··· Data shown

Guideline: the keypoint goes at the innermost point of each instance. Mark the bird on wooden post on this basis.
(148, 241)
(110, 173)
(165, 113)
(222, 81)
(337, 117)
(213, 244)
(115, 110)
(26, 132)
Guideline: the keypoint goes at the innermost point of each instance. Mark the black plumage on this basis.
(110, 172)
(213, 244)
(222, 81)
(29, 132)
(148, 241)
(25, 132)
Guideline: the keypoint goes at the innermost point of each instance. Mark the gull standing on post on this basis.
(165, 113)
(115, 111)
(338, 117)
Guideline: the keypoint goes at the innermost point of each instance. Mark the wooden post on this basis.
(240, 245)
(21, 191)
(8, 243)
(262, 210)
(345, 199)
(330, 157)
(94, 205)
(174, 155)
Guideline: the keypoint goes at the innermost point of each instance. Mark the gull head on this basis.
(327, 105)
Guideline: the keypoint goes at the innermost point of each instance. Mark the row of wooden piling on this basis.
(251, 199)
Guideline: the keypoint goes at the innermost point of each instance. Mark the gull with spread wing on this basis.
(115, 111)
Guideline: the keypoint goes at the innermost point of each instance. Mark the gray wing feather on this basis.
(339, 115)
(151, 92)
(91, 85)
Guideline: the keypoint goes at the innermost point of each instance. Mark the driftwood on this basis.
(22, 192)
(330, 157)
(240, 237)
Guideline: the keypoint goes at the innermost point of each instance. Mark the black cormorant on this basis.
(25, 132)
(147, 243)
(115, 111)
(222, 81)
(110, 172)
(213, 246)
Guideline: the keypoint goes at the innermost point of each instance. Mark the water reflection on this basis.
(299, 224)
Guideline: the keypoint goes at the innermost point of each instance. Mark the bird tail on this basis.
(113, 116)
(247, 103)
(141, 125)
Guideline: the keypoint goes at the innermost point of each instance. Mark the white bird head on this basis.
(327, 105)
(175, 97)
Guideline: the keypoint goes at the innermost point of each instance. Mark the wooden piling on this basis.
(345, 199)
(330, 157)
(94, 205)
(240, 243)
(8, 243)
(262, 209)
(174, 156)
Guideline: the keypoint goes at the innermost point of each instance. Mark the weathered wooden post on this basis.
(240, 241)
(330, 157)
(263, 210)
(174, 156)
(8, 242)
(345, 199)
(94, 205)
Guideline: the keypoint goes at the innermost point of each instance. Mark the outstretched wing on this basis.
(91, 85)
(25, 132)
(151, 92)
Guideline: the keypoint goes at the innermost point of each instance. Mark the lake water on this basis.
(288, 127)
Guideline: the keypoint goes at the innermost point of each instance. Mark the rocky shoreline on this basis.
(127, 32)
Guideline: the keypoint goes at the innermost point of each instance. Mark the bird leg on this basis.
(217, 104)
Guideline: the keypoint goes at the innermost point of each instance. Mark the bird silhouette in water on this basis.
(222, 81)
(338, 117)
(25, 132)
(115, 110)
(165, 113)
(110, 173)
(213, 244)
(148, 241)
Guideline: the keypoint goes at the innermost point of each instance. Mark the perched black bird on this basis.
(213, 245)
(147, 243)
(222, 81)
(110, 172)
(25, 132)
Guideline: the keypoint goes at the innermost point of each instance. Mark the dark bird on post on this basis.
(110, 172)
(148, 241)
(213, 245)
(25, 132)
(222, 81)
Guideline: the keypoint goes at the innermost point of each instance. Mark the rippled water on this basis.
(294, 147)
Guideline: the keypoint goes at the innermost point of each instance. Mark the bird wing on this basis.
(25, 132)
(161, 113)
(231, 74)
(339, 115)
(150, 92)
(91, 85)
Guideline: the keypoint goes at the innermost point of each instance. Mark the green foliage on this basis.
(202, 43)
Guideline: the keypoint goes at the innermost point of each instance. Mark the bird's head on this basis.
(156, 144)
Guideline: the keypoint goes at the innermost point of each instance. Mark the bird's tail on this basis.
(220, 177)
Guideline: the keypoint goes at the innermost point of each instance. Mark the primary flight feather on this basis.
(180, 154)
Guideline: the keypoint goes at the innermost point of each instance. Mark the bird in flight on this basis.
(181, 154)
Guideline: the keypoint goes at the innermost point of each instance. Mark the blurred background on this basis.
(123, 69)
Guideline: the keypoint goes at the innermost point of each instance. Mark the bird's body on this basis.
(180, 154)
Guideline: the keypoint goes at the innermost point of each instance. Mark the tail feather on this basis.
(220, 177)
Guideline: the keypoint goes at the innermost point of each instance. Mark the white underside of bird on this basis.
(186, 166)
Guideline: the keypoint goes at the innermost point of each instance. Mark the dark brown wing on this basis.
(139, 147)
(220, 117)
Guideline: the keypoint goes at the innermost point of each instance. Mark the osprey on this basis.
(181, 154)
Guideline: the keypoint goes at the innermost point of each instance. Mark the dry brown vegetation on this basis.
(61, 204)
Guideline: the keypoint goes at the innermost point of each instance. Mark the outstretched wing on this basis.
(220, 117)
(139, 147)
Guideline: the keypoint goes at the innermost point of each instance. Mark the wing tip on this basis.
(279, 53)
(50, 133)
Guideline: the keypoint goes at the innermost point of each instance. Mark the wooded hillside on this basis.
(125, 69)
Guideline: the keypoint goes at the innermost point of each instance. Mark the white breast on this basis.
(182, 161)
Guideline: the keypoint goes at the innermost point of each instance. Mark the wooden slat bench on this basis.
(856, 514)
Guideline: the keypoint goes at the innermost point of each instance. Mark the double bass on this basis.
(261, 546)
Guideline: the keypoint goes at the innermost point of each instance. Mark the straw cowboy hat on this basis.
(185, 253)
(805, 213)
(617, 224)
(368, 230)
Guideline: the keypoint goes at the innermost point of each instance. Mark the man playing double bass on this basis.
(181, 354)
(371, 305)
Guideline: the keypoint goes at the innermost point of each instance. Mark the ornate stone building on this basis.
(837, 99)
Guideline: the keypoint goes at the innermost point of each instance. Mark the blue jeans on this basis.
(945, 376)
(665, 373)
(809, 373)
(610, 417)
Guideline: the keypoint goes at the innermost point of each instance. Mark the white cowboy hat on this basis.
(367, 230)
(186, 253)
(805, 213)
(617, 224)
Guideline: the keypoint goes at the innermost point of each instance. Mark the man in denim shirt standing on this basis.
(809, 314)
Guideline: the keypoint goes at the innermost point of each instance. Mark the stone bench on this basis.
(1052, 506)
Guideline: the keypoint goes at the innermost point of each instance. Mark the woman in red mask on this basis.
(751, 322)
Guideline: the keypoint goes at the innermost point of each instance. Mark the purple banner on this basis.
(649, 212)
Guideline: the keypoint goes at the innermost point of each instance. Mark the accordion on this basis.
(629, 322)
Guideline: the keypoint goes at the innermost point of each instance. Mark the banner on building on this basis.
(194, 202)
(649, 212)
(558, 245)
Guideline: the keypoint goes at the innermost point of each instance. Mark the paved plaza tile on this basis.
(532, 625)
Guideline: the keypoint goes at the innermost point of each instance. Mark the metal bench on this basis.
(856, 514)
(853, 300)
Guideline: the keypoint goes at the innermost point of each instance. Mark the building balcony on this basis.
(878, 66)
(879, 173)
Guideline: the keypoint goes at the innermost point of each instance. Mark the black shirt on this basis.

······

What is required — Output each entry precisely as given.

Task solution —
Guideline: the keypoint goes at the innermost point of each instance. Mark the bird on wooden post on this basis.
(148, 241)
(110, 173)
(165, 113)
(222, 81)
(337, 117)
(213, 244)
(115, 110)
(26, 132)
Guideline: the keypoint goes at the innermost point of each instance. Mark the black plumage on this basis.
(110, 172)
(213, 244)
(222, 81)
(29, 132)
(148, 241)
(25, 132)
Guideline: the keypoint goes at the innermost point of each instance. Mark the gull standing on post on this basis.
(165, 113)
(115, 111)
(338, 117)
Guideline: the keypoint goes at the innermost point of each instance. Mark the wooden post on this basis.
(240, 245)
(21, 191)
(8, 243)
(262, 210)
(345, 199)
(330, 157)
(94, 205)
(174, 155)
Guideline: the keypoint goes at the innermost point of each instance. Mark the gull head on this basis.
(327, 105)
Guideline: the keypoint goes at the innermost point of each instance. Mark the row of wooden piling on this basis.
(251, 199)
Guideline: the keypoint goes at the innermost point of each instance. Mark the gull with spread wing on this basis.
(115, 111)
Guideline: the keypoint goes at the innermost point of each instance. Mark the gray wing feather on this basis.
(339, 115)
(151, 92)
(91, 85)
Guideline: the keypoint goes at the innermost point of each instance. Mark the driftwood on this basis.
(22, 192)
(330, 157)
(240, 237)
Guideline: the keypoint goes at the innermost point of each instance. Mark the black cormorant on this basis.
(25, 132)
(147, 243)
(115, 111)
(222, 81)
(110, 172)
(213, 246)
Guideline: the keypoint goes at the innermost point of each instance. Mark the water reflection on this basis.
(299, 224)
Guideline: the keypoint goes at the innermost point of each instance. Mark the bird tail on this basis.
(113, 116)
(247, 103)
(141, 125)
Guideline: the keypoint goes at the innermost point of each instance. Mark the white bird head on this basis.
(327, 105)
(175, 97)
Guideline: the keypoint goes at the innermost point of each instance. Mark the wooden piling on this basis.
(345, 199)
(330, 157)
(94, 205)
(240, 243)
(8, 243)
(262, 209)
(174, 156)
Guideline: the keypoint goes at the innermost point of each instance. Mark the weathered wooden post on this basis.
(240, 241)
(330, 157)
(263, 210)
(174, 156)
(8, 242)
(345, 199)
(94, 205)
Guideline: the keypoint goes at the innermost point of each instance. Mark the outstretched wing on this basis.
(91, 85)
(25, 132)
(151, 92)
Guideline: the keypoint goes at the innermost point of each instance. Mark the lake water on this basis.
(288, 127)
Guideline: the keypoint goes at the innermost point of each instance. Mark the rocky shoreline on this basis.
(127, 32)
Guideline: the keypoint goes at the innermost point of each instance. Mark the bird leg on this basis.
(217, 104)
Guideline: the keypoint goes at the innermost point of each instance. Mark the bird silhouette in water on this basis.
(222, 81)
(338, 117)
(25, 132)
(115, 110)
(165, 113)
(110, 173)
(213, 244)
(148, 241)
Guideline: the keypoint goes at the innermost point of each instance. Mark the perched black bird on this basis.
(213, 245)
(147, 243)
(222, 81)
(110, 172)
(25, 132)
Guideline: the keypoint goes at the innermost point of each instance. Mark the dark bird on post on this basis.
(110, 172)
(148, 241)
(213, 245)
(25, 132)
(222, 81)
Guideline: the keypoint goes at the innermost point of each instance. Mark the rippled water on this basis.
(294, 147)
Guideline: the keypoint goes at the innermost point of each instance. Mark the bird wing on this basis.
(25, 132)
(161, 113)
(231, 74)
(339, 115)
(150, 92)
(91, 85)
Guideline: the keypoint goes at the innermost point of each instance. Mark the green foliage on this basis.
(202, 43)
Guideline: the keypoint goes at the innermost point of each instance. Mark the bird's head on this basis.
(156, 144)
Guideline: the keypoint goes at the innermost point of each instance. Mark the bird's tail on this basis.
(220, 177)
Guideline: the keypoint goes at the innermost point of each instance. Mark the primary flight feather on this basis.
(180, 154)
Guideline: the keypoint goes at the innermost point of each instance. Mark the bird in flight on this basis.
(181, 154)
Guideline: the keypoint goes at the innermost point of each instance. Mark the blurred background on this basis.
(123, 69)
Guideline: the keypoint goes at the innermost point of each instance. Mark the bird's body on this basis.
(180, 154)
Guideline: the keypoint goes at the innermost point of each instance. Mark the tail feather on this basis.
(220, 177)
Guideline: the keypoint goes at the innermost point of each instance. Mark the white underside of bird on this basis.
(186, 166)
Guideline: the keypoint goes at the innermost point of each instance. Mark the dark brown wing on this basis.
(139, 147)
(220, 117)
Guideline: the keypoint goes at the innermost point of each instance. Mark the osprey on this basis.
(181, 154)
Guideline: the keypoint goes at the innermost point of each instance. Mark the dry brown vegetation on this basis.
(61, 204)
Guideline: the keypoint goes at the innermost point of each instance. Mark the outstretched wing on this basis.
(220, 117)
(139, 147)
Guideline: the keypoint goes at the innermost point of each instance. Mark the wing tip on this basis.
(279, 53)
(50, 133)
Guideline: the keypoint goes at the innermost point of each instance. Mark the wooded hillside on this basis.
(125, 69)
Guideline: the keypoint goes at the innermost point of each instance. Mark the white breast on this basis.
(182, 161)
Guideline: the keypoint goes at the innermost point of each instance. Mark the wooden slat bench on this basis.
(856, 514)
Guideline: the keypoint goes at the innermost point of each instance. Mark the double bass on this basis.
(261, 546)
Guideline: the keypoint goes at the innermost point of each instance. Mark the straw cowboy hat on this basis.
(185, 253)
(805, 213)
(617, 224)
(368, 230)
Guideline: the keypoint goes at the innermost point of each instance. Mark the man playing double bass on this basis.
(181, 354)
(371, 305)
Guideline: the keypoint goes at the innermost point of each instance. Mark the ornate stone building on this basis.
(837, 99)
Guideline: the keypoint goes at the innermost point of each instance. Mark the blue jeans on this basis.
(945, 376)
(665, 373)
(809, 373)
(610, 417)
Guideline: the keypoint goes at the innermost point of each instance. Mark the white cowboy hat on this basis.
(367, 230)
(186, 253)
(805, 213)
(617, 224)
Guideline: the keypoint goes at the innermost point of each instance. Mark the man in denim shirt standing on this basis.
(809, 314)
Guideline: the keypoint goes at the innermost point of each instance. Mark the stone bench on this basis.
(1052, 506)
Guideline: the keypoint goes at the innermost point of each instance. Mark the woman in red mask on this basis.
(751, 322)
Guideline: the keypoint goes at the innermost point of each instance. Mark the purple banner on this basis.
(649, 212)
Guideline: the keypoint goes at the innermost point of each instance. Mark the accordion on this basis.
(629, 322)
Guideline: the keypoint goes at the innermost point of each instance. Mark the banner on building on this basis.
(194, 202)
(649, 212)
(558, 245)
Guideline: the keypoint goes at the innermost point of each instance. Mark the paved plaza tile on this basis.
(532, 625)
Guideline: the keypoint goes at the innermost point of each instance. Mark the metal bench on this basis.
(856, 514)
(853, 300)
Guideline: the keypoint goes at the innermost point of each instance. Mark the building balcony on this basis.
(878, 66)
(879, 173)
Guideline: the keypoint goes at the innermost point of each instance. Mark the black shirt on this basis.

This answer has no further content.